### AIM OF THE TASK
Using the records below, locate all lines containing "every" and return them.

[Data records]
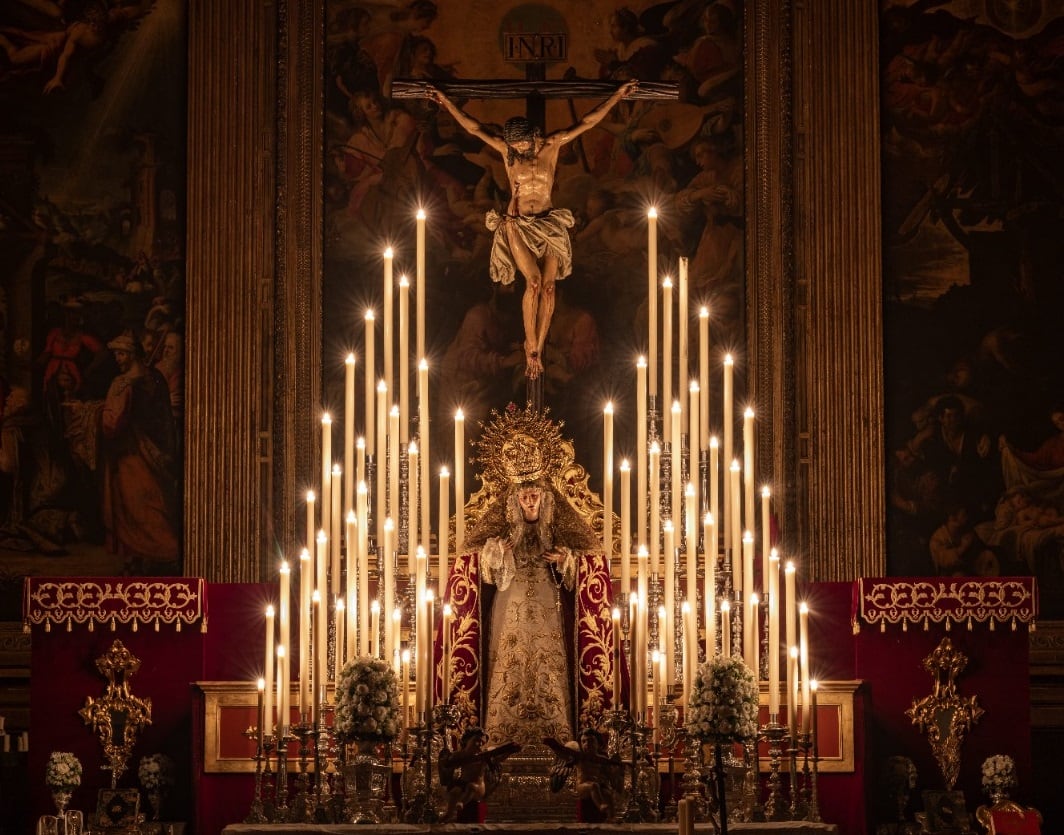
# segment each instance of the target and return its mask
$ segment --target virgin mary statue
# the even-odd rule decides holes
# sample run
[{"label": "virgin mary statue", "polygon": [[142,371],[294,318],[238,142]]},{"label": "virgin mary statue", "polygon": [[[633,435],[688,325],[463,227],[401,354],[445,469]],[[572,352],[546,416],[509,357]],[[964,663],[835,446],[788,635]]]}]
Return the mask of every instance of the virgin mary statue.
[{"label": "virgin mary statue", "polygon": [[447,584],[451,692],[441,695],[493,741],[575,739],[614,707],[610,566],[592,527],[601,504],[561,425],[531,406],[493,413],[477,461],[478,518]]}]

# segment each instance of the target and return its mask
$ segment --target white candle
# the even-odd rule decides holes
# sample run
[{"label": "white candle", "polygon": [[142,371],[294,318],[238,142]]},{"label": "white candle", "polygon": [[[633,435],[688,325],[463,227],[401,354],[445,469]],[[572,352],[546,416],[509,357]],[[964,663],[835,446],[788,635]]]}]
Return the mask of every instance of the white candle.
[{"label": "white candle", "polygon": [[639,593],[628,595],[628,709],[639,712],[639,682],[636,677],[639,650]]},{"label": "white candle", "polygon": [[715,527],[713,528],[713,542],[706,543],[706,553],[712,553],[716,559],[720,552],[720,444],[717,436],[709,439],[709,512],[713,515]]},{"label": "white candle", "polygon": [[451,494],[451,472],[446,467],[440,468],[440,533],[439,533],[439,595],[440,600],[444,600],[447,596],[447,575],[449,572],[448,564],[448,528],[450,528],[450,496]]},{"label": "white candle", "polygon": [[432,506],[430,502],[430,485],[432,475],[430,464],[432,453],[430,451],[429,431],[429,363],[424,357],[417,364],[417,434],[418,453],[421,462],[420,481],[418,482],[418,496],[421,499],[421,547],[426,554],[432,553]]},{"label": "white candle", "polygon": [[787,733],[792,740],[798,735],[798,647],[796,646],[792,646],[787,653]]},{"label": "white candle", "polygon": [[[654,747],[657,748],[661,744],[661,650],[653,650],[650,653],[650,669],[654,674],[654,696],[651,699],[650,694],[647,694],[647,704],[654,705]],[[649,682],[648,682],[649,686]]]},{"label": "white candle", "polygon": [[[417,356],[425,356],[425,210],[417,210],[416,266],[414,279],[417,283]],[[422,438],[424,443],[424,438]]]},{"label": "white candle", "polygon": [[[740,479],[742,476],[742,467],[737,460],[731,462],[731,469],[728,471],[728,484],[731,485],[729,489],[730,501],[724,508],[725,520],[729,523],[728,532],[731,536],[731,540],[727,541],[728,547],[731,549],[731,568],[732,568],[732,584],[733,588],[739,590],[742,588],[743,582],[743,529],[741,519],[742,514],[742,492],[740,490]],[[727,540],[727,535],[725,536]],[[742,589],[748,592],[749,589]]]},{"label": "white candle", "polygon": [[340,469],[340,465],[337,464],[332,468],[332,510],[329,513],[329,521],[332,523],[332,531],[329,533],[329,582],[330,588],[333,590],[333,595],[340,593],[340,552],[343,550],[343,524],[344,516],[343,511],[340,508],[340,502],[342,496],[343,486],[343,472]]},{"label": "white candle", "polygon": [[344,359],[344,512],[355,506],[354,482],[351,475],[355,471],[355,355],[348,354]]},{"label": "white candle", "polygon": [[317,530],[317,527],[315,525],[314,499],[315,499],[314,491],[313,490],[308,490],[307,491],[307,536],[306,536],[305,547],[311,553],[314,553],[314,531]]},{"label": "white candle", "polygon": [[399,276],[399,442],[410,442],[410,282]]},{"label": "white candle", "polygon": [[266,707],[264,708],[264,728],[266,736],[273,736],[273,657],[276,652],[274,649],[274,637],[273,637],[273,606],[266,607],[266,672],[263,678],[266,679]]},{"label": "white candle", "polygon": [[750,531],[743,533],[743,660],[746,666],[754,669],[754,645],[757,643],[757,626],[754,624],[753,612],[750,611],[751,593],[754,587],[754,535]]},{"label": "white candle", "polygon": [[366,439],[355,441],[355,484],[366,480]]},{"label": "white candle", "polygon": [[658,623],[658,634],[665,650],[665,681],[671,687],[676,680],[676,529],[665,521],[665,606]]},{"label": "white candle", "polygon": [[768,567],[768,713],[778,722],[780,712],[780,555],[772,549]]},{"label": "white candle", "polygon": [[635,541],[647,541],[647,361],[640,357],[635,364],[636,377],[636,438],[635,438]]},{"label": "white candle", "polygon": [[709,308],[698,311],[698,446],[709,446]]},{"label": "white candle", "polygon": [[[395,608],[395,522],[389,516],[384,520],[384,549],[381,552],[380,571],[384,575],[384,611],[399,612]],[[402,617],[402,612],[399,612]],[[393,616],[394,617],[394,616]],[[392,620],[391,628],[384,631],[384,653],[391,658],[399,649],[399,622]]]},{"label": "white candle", "polygon": [[[428,570],[428,560],[425,561],[426,571]],[[426,580],[428,578],[426,577]],[[435,683],[436,683],[436,671],[435,671],[435,653],[436,646],[436,595],[432,593],[432,589],[426,587],[425,589],[425,710],[429,715],[432,714],[432,708],[435,704]]]},{"label": "white candle", "polygon": [[772,553],[772,490],[761,488],[761,590],[768,591],[768,561]]},{"label": "white candle", "polygon": [[[690,482],[684,491],[684,521],[687,525],[687,574],[686,598],[692,603],[698,600],[698,514],[695,512],[695,486]],[[696,604],[697,605],[697,604]]]},{"label": "white candle", "polygon": [[[329,624],[328,618],[322,611],[322,607],[325,606],[326,594],[327,594],[327,580],[325,577],[325,564],[326,555],[328,554],[329,537],[325,535],[325,531],[318,531],[318,541],[316,543],[316,549],[314,554],[315,564],[315,577],[317,579],[317,586],[314,588],[314,594],[318,595],[319,607],[318,607],[318,619],[314,621],[314,672],[317,674],[314,678],[314,700],[320,701],[320,696],[325,685],[325,677],[328,673],[328,659],[329,659]],[[313,596],[312,596],[313,599]]]},{"label": "white candle", "polygon": [[[701,407],[698,405],[699,392],[697,380],[691,380],[690,390],[691,396],[687,399],[687,402],[690,404],[687,423],[687,480],[690,484],[694,486],[695,510],[700,511],[702,508],[702,503],[699,501],[698,491],[702,486],[702,473],[701,468],[699,466],[698,455],[700,451],[698,445],[698,415]],[[696,513],[695,516],[689,518],[691,519],[691,524],[694,525],[695,531],[697,532],[699,515]],[[696,548],[697,544],[698,543],[696,542]]]},{"label": "white candle", "polygon": [[613,558],[613,403],[602,410],[602,550]]},{"label": "white candle", "polygon": [[760,604],[761,600],[756,594],[750,595],[750,630],[753,637],[750,639],[750,669],[754,671],[754,678],[761,680],[761,636],[760,627]]},{"label": "white candle", "polygon": [[[384,298],[385,298],[385,301],[387,301],[388,299],[390,299],[390,296],[386,295]],[[388,370],[387,369],[387,365],[388,365],[388,358],[389,358],[389,355],[390,355],[390,351],[388,350],[388,346],[391,345],[391,341],[390,341],[391,337],[390,337],[390,335],[388,333],[388,322],[389,321],[390,321],[390,317],[389,317],[389,314],[388,314],[388,309],[385,308],[385,312],[384,312],[384,359],[385,359],[385,363],[384,364],[386,366],[385,367],[385,371]],[[363,372],[363,374],[365,374],[365,380],[363,381],[363,385],[365,386],[366,417],[365,417],[365,425],[362,427],[362,432],[363,432],[363,434],[366,437],[366,449],[369,450],[372,453],[373,450],[376,449],[376,444],[374,443],[374,441],[376,439],[375,439],[375,437],[373,435],[373,432],[374,432],[374,428],[373,428],[373,424],[374,424],[373,391],[374,391],[374,388],[377,385],[377,382],[376,382],[377,366],[376,366],[376,357],[374,356],[374,353],[375,353],[375,337],[374,337],[374,334],[373,334],[374,314],[373,314],[372,308],[366,311],[364,322],[365,322],[365,343],[364,343],[365,347],[363,349],[363,352],[366,355],[366,365],[365,365],[365,371]],[[391,383],[387,382],[387,380],[388,380],[387,375],[385,376],[384,379],[385,379],[386,385],[388,385],[390,387]]]},{"label": "white candle", "polygon": [[[256,730],[258,732],[258,745],[259,745],[258,753],[259,753],[259,756],[261,757],[262,756],[262,747],[263,747],[262,746],[262,739],[266,735],[266,730],[265,730],[266,717],[265,717],[265,708],[263,707],[263,698],[264,698],[264,694],[266,692],[266,679],[260,678],[255,683],[255,686],[258,688],[258,691],[259,691],[258,716],[255,717],[255,720],[258,722],[258,728],[256,728]],[[8,751],[10,750],[9,739],[10,738],[8,736],[6,736],[6,735],[4,736],[4,753],[5,754],[8,753]],[[22,750],[22,737],[18,737],[18,750],[19,751]]]},{"label": "white candle", "polygon": [[369,604],[370,653],[374,658],[381,657],[381,604],[373,600]]},{"label": "white candle", "polygon": [[451,618],[450,603],[443,604],[443,703],[451,703]]},{"label": "white candle", "polygon": [[[732,359],[732,355],[728,354],[724,357],[723,375],[724,381],[722,384],[724,392],[724,414],[722,420],[724,422],[724,464],[725,466],[731,466],[732,452],[733,452],[733,438],[735,434],[735,419],[732,415],[732,400],[734,398],[734,370],[735,360]],[[732,519],[731,519],[731,507],[732,507],[732,484],[728,478],[727,473],[724,474],[724,518],[723,531],[724,531],[724,547],[732,547]]]},{"label": "white candle", "polygon": [[454,552],[465,550],[465,414],[454,413]]},{"label": "white candle", "polygon": [[795,596],[795,567],[791,560],[787,560],[783,566],[783,596],[784,609],[787,617],[787,635],[785,637],[788,647],[798,646],[798,603]]},{"label": "white candle", "polygon": [[637,556],[638,588],[636,591],[636,617],[635,617],[635,693],[637,698],[637,711],[646,711],[646,681],[647,681],[647,652],[650,647],[648,642],[647,624],[647,596],[650,588],[650,569],[647,549],[639,547]]},{"label": "white candle", "polygon": [[[288,562],[281,561],[280,570],[280,588],[278,607],[277,607],[277,633],[279,635],[278,642],[285,646],[290,647],[292,645],[292,569],[288,567]],[[280,647],[278,647],[280,649]],[[287,653],[287,650],[286,650]],[[286,662],[281,664],[281,688],[285,696],[284,703],[278,702],[278,725],[287,727],[288,713],[285,710],[288,701],[289,682],[291,680],[291,670],[289,669],[287,658]]]},{"label": "white candle", "polygon": [[[392,248],[384,250],[384,382],[388,391],[395,391],[395,282],[393,280],[394,253]],[[376,369],[366,360],[366,375],[373,377]],[[372,390],[367,392],[373,396]],[[369,431],[369,430],[367,430]],[[373,448],[372,442],[370,448]]]},{"label": "white candle", "polygon": [[680,414],[680,401],[672,401],[672,470],[669,508],[672,512],[672,527],[676,531],[676,540],[683,536],[683,415]]},{"label": "white candle", "polygon": [[[396,483],[399,478],[399,464],[398,462],[389,464],[388,462],[388,398],[391,396],[391,391],[388,388],[388,384],[384,380],[380,380],[377,383],[377,484],[375,490],[377,492],[377,504],[380,510],[375,514],[375,521],[377,527],[377,543],[380,544],[384,539],[384,505],[385,490],[388,487],[389,466],[394,469]],[[368,521],[368,520],[367,520]],[[361,653],[360,653],[361,654]]]},{"label": "white candle", "polygon": [[299,552],[299,721],[308,720],[310,707],[310,594],[314,586],[314,562],[310,551]]},{"label": "white candle", "polygon": [[694,609],[691,608],[690,599],[685,600],[683,605],[680,606],[680,615],[683,619],[683,703],[684,706],[690,702],[691,699],[691,685],[693,684],[693,670],[694,665],[692,659],[698,657],[698,647],[695,644],[695,627],[692,623],[692,614]]},{"label": "white candle", "polygon": [[[388,621],[385,621],[388,624]],[[395,649],[392,650],[392,658],[395,661],[395,669],[399,669],[399,645],[402,643],[400,635],[403,631],[403,610],[396,606],[392,609],[391,623],[387,625],[384,630],[384,640],[387,643],[391,641],[395,645]]]},{"label": "white candle", "polygon": [[347,571],[347,587],[344,589],[343,595],[346,600],[351,601],[351,605],[347,607],[346,630],[348,637],[347,652],[344,653],[344,660],[350,661],[358,654],[358,642],[355,640],[355,636],[358,635],[358,623],[355,618],[358,616],[360,606],[354,605],[354,601],[359,599],[359,592],[368,581],[368,575],[364,576],[359,570],[362,562],[362,537],[359,529],[358,514],[354,510],[350,510],[347,513],[346,531],[347,552],[344,564]]},{"label": "white candle", "polygon": [[655,441],[650,445],[650,573],[661,575],[661,448]]},{"label": "white candle", "polygon": [[321,721],[321,704],[325,700],[325,683],[322,671],[325,669],[326,654],[321,649],[321,636],[329,630],[325,628],[325,619],[321,616],[321,592],[314,589],[310,596],[311,622],[314,628],[314,654],[311,656],[311,676],[314,679],[310,692],[310,721],[315,727]]},{"label": "white candle", "polygon": [[[395,392],[392,392],[395,397]],[[380,508],[377,512],[387,512],[393,519],[399,516],[399,407],[392,401],[388,411],[388,502],[387,511]]]},{"label": "white candle", "polygon": [[717,654],[717,549],[712,545],[717,541],[717,533],[712,513],[702,518],[702,540],[706,543],[702,610],[706,620],[706,660],[709,661]]},{"label": "white candle", "polygon": [[277,735],[288,736],[288,650],[277,645]]},{"label": "white candle", "polygon": [[400,681],[400,690],[403,693],[403,745],[410,732],[410,650],[404,649],[402,653],[403,674]]},{"label": "white candle", "polygon": [[621,461],[621,594],[632,590],[632,468]]},{"label": "white candle", "polygon": [[610,613],[613,619],[613,699],[610,707],[621,709],[621,610],[614,606]]},{"label": "white candle", "polygon": [[[402,430],[400,430],[402,431]],[[416,570],[416,563],[414,558],[417,554],[417,550],[421,547],[418,545],[417,536],[417,523],[418,523],[418,497],[420,492],[418,491],[418,473],[421,472],[421,468],[418,465],[417,444],[413,441],[410,442],[410,446],[407,447],[407,460],[410,462],[407,467],[407,471],[410,473],[407,478],[406,485],[406,516],[407,516],[407,558],[410,567],[410,573],[413,574]]]},{"label": "white candle", "polygon": [[[333,634],[336,636],[336,652],[333,653],[333,681],[340,680],[340,671],[344,668],[344,641],[346,639],[347,614],[344,611],[344,599],[336,598],[333,609]],[[351,636],[355,640],[355,636]]]},{"label": "white candle", "polygon": [[813,714],[809,708],[809,606],[804,600],[798,606],[798,663],[802,681],[802,733],[810,733]]},{"label": "white candle", "polygon": [[[369,490],[364,481],[358,485],[355,502],[358,505],[358,654],[362,655],[365,651],[366,632],[369,628],[369,619],[366,614],[369,607]],[[381,523],[382,536],[378,541],[382,545],[384,543],[383,529],[384,525]],[[380,564],[377,569],[383,577],[385,572]],[[354,600],[353,597],[348,599]],[[353,628],[354,622],[352,621]],[[350,642],[355,643],[353,634]]]},{"label": "white candle", "polygon": [[810,697],[811,697],[810,698],[810,702],[809,702],[809,714],[812,717],[812,723],[813,723],[812,740],[813,740],[813,756],[814,757],[817,755],[816,694],[817,694],[817,690],[819,690],[819,689],[820,689],[820,685],[817,683],[817,680],[815,678],[811,682],[809,682],[809,691],[810,691]]},{"label": "white candle", "polygon": [[[680,257],[678,272],[679,278],[677,282],[676,296],[676,342],[680,357],[680,371],[676,377],[676,383],[680,390],[680,409],[686,412],[688,408],[687,390],[684,388],[683,383],[691,373],[691,359],[687,334],[689,324],[688,292],[690,282],[687,280],[687,258],[684,256]],[[691,446],[698,446],[698,438],[694,435],[691,436]],[[694,478],[694,476],[692,476],[692,478]]]},{"label": "white candle", "polygon": [[[663,410],[672,405],[672,360],[672,279],[665,276],[661,282],[661,405]],[[675,443],[668,415],[662,415],[661,431],[666,444]]]},{"label": "white candle", "polygon": [[332,417],[321,416],[321,529],[332,532]]},{"label": "white candle", "polygon": [[720,601],[720,654],[731,658],[731,603]]},{"label": "white candle", "polygon": [[743,412],[743,529],[754,529],[754,410]]},{"label": "white candle", "polygon": [[650,394],[658,393],[658,210],[647,212],[647,318],[650,320]]}]

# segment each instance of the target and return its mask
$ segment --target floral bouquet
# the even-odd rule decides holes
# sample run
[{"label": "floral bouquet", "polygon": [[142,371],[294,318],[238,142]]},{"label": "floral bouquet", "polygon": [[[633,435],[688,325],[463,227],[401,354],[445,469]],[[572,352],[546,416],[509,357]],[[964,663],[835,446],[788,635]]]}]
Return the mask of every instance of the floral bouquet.
[{"label": "floral bouquet", "polygon": [[[983,760],[983,791],[991,798],[1003,797],[1016,788],[1016,763],[1008,754]],[[995,801],[996,802],[996,801]]]},{"label": "floral bouquet", "polygon": [[705,742],[757,736],[757,681],[737,656],[718,655],[698,668],[687,706],[687,732]]},{"label": "floral bouquet", "polygon": [[145,791],[166,791],[174,784],[174,761],[166,754],[148,754],[140,758],[137,778]]},{"label": "floral bouquet", "polygon": [[44,783],[53,792],[73,791],[81,785],[81,762],[69,751],[53,751],[44,769]]},{"label": "floral bouquet", "polygon": [[337,738],[383,742],[394,738],[400,725],[399,685],[391,665],[372,656],[346,664],[336,682]]}]

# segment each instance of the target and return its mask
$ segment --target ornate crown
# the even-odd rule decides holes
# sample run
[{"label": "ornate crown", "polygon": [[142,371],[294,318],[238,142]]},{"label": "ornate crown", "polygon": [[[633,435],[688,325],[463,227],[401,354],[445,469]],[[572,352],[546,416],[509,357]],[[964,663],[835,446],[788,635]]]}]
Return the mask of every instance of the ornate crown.
[{"label": "ornate crown", "polygon": [[529,403],[518,409],[512,403],[481,424],[477,461],[485,482],[505,486],[540,479],[553,480],[572,463],[571,445],[562,439],[563,423],[550,420],[549,409]]}]

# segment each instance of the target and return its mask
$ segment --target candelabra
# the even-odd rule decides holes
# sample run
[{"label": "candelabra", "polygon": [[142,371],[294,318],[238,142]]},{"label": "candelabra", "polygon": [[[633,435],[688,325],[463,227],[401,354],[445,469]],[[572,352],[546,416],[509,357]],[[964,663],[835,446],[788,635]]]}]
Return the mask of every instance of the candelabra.
[{"label": "candelabra", "polygon": [[434,745],[435,731],[432,715],[426,711],[423,725],[411,728],[414,750],[409,767],[403,773],[403,822],[436,823],[436,808],[432,784],[432,766],[437,760],[438,746]]},{"label": "candelabra", "polygon": [[787,738],[787,729],[779,724],[775,716],[761,729],[761,736],[768,742],[769,773],[768,797],[763,806],[765,820],[784,820],[784,805],[780,768],[783,763],[783,740]]},{"label": "candelabra", "polygon": [[[661,715],[658,719],[658,739],[661,743],[658,750],[658,758],[664,756],[668,761],[668,775],[669,775],[669,796],[665,802],[665,807],[662,809],[661,819],[663,821],[675,821],[676,820],[676,757],[675,749],[677,747],[682,748],[683,742],[687,737],[687,733],[683,726],[680,724],[680,708],[675,703],[675,693],[668,695],[668,701],[661,708]],[[658,773],[661,773],[661,769],[657,769]]]},{"label": "candelabra", "polygon": [[259,736],[258,728],[248,728],[244,731],[244,736],[258,740],[255,747],[255,755],[252,758],[255,760],[255,794],[254,799],[251,801],[251,811],[244,818],[244,823],[268,823],[269,818],[266,817],[266,808],[262,802],[262,773],[263,763],[266,759],[265,739]]},{"label": "candelabra", "polygon": [[621,820],[624,823],[656,823],[658,820],[658,772],[646,747],[650,728],[635,713],[628,718],[628,762],[630,779],[628,804]]},{"label": "candelabra", "polygon": [[301,716],[299,724],[290,728],[290,733],[299,741],[299,776],[296,777],[296,793],[289,807],[288,819],[293,823],[309,823],[314,820],[311,777],[308,771],[310,740],[314,736],[314,727],[307,720],[306,714]]}]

### ANSWER FOR THIS EXERCISE
Return the mask of every instance of the virgin mary statue.
Return the mask of every instance of the white candle.
Return the mask of every instance of the floral bouquet.
Return the mask of every instance of the ornate crown.
Return the mask of every instance of the candelabra.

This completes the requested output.